• **Document excerpt**:
⁂

I have seen as much as 4-5 MPH increase in clubhead speed when my students hit form a tee compared to hitting off the turf. Why?  Fear of FAT shots.

First question: Are you better hitting off a tee than on the turf?

Next question: When you play in a scramble and you have the option of dropping in the fairway or slightly in the first cut, do you choose the rough-especially when hitting over water or sand?

The answer to all these the same: Because the vast majority of golfers do not have a bottom of the swing arc safely in front of the golf ball consistently.

Consider a PGA Tour event, Korn Ferry, Champions Tour, LPGA Tour, whatever…You might see missed fairways, missed greens, hooks, blocks, etc. but we rarely, if ever, see a FAT shot. They simply do not hit the ground before the golf ball. Of course, there are exceptions, into the grain on short pitches, for example, but they are just that-rare exceptions. On the other hand, go to any golf course and watch average golfers for a while. Fat shots are not uncommon. In fact, they, or the fear of them, dominate most golf games.

The number one mistake I have seen on the lesson tee for over 35 years is unquestionably a player’s inability to control the bottom of the golf swing. I have seen everything from hitting 4 inches behind the ball to never reaching the bottom at all It has been my experience that that hitting fat shots is the number one flaw in most golf swings.

⁂

• **Entries supplied**:
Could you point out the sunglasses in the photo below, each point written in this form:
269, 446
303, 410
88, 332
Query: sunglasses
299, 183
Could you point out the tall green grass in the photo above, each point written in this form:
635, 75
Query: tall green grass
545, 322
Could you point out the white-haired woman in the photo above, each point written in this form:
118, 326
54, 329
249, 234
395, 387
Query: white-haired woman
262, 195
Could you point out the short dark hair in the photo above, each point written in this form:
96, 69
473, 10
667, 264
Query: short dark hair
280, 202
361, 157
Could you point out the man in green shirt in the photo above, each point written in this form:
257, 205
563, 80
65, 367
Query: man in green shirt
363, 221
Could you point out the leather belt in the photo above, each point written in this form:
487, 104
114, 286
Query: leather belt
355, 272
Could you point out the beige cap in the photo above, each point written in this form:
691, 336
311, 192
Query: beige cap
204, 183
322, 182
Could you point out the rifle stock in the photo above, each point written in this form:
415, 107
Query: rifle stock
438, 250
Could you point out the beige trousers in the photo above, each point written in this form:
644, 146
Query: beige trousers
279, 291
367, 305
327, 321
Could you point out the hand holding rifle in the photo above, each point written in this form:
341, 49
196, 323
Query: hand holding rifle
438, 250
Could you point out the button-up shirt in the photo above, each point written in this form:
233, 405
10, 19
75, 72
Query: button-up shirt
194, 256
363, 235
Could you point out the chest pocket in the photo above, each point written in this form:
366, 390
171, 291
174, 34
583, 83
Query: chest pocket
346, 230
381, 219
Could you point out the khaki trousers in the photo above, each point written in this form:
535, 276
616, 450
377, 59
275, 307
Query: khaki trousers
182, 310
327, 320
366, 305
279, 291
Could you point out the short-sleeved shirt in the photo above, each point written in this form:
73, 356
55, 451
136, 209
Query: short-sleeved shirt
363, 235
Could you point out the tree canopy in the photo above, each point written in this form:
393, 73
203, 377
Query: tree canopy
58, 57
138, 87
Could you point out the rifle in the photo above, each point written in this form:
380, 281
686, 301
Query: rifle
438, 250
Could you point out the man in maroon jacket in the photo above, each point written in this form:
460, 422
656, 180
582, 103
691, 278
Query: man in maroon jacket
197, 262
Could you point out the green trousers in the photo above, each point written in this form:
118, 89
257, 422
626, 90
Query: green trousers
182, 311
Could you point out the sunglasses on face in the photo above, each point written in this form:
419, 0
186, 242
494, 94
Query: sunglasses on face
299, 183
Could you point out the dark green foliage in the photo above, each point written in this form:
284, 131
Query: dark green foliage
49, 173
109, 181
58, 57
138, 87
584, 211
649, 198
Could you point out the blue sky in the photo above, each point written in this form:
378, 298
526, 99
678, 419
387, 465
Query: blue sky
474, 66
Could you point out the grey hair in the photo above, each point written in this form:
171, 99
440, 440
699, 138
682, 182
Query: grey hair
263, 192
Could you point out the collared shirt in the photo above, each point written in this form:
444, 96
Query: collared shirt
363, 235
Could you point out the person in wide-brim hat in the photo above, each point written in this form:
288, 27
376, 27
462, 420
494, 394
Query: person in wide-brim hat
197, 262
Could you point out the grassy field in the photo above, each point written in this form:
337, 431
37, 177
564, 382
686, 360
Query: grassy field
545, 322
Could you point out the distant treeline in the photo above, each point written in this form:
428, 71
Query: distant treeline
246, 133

⁂

• **Tasks for this exercise**:
1. Render the records from the line with "Could you point out the grey" through the end of the records as a Markdown table with the columns Row and Line, giving each line a row number and leaving out blank lines.
2. Carry on the piece about fat shots in golf from where it stops.

• **Outputs for the tasks**:
1.
| Row | Line |
|---|---|
| 1 | Could you point out the grey hair in the photo above, each point written in this form: |
| 2 | 171, 99 |
| 3 | 440, 440 |
| 4 | 699, 138 |
| 5 | 682, 182 |
| 6 | Query: grey hair |
| 7 | 263, 192 |
| 8 | Could you point out the collared shirt in the photo above, each point written in this form: |
| 9 | 444, 96 |
| 10 | Query: collared shirt |
| 11 | 363, 235 |
| 12 | Could you point out the person in wide-brim hat in the photo above, each point written in this form: |
| 13 | 288, 27 |
| 14 | 376, 27 |
| 15 | 462, 420 |
| 16 | 494, 394 |
| 17 | Query: person in wide-brim hat |
| 18 | 197, 262 |
| 19 | Could you point out the grassy field in the photo above, each point written in this form: |
| 20 | 337, 431 |
| 21 | 37, 177 |
| 22 | 564, 382 |
| 23 | 686, 360 |
| 24 | Query: grassy field |
| 25 | 545, 322 |
| 26 | Could you point out the distant treeline in the photo above, each point written in this form: |
| 27 | 428, 71 |
| 28 | Query: distant treeline |
| 29 | 246, 133 |

2.
Let’s start with this fact: elite level players consistently reach a swing bottom (low point) some 3-4 inches in front of the golf ball-time after time after time. This happens for a variety of reasons, but the one I’d like to look at today is the position of the golf club at impact with the golf ball.

The club is leaning forward, toward the target, the hands are ahead of the club head, never straight up over it, never behind it-always, always leaning forward is the only way to consistently bottom out in front of the golf ball.   

A player cannot hit a ball consistently from the turf until he/she learns this and how to accomplish it. For every golfer I teach who gets into this position, I might teach 50 who do not. In fact, if players did not learn how to “save” a shot by bailing out on the downswing (chicken wing, pull up, raise the handle, or come over the top, (yes over the top is a fat shot avoidance technique) they would hit the ground behind the golf ball almost every time!  Hitting better shots from the fairways, particularly from tight lies, can be learned, but I’m going to be honest: The change required will NOT be easy. And to make matters worse, you can never play significantly better until you overcome the fear of hitting it fat.. Until you learn a pattern where the bottom of the swing is consistently in front of the ball, the turf game will always be an iffy proposition for you.

This starts with a perception. When first confronted with hitting a golf ball, it seems only natural that an “up” swing is the way to get the ball in the air-help it, if you will. The act of a descending blow is not, in any way, natural to the new player. In fact, it is totally counterintuitive. So the first instincts are to throw the club head at the ball and swing up to get the ball in the air; in other words, it makes perfect sense. And once that “method” is ingrained, it is very difficult to change. But change if you must, if your goal is to be a better ball striker.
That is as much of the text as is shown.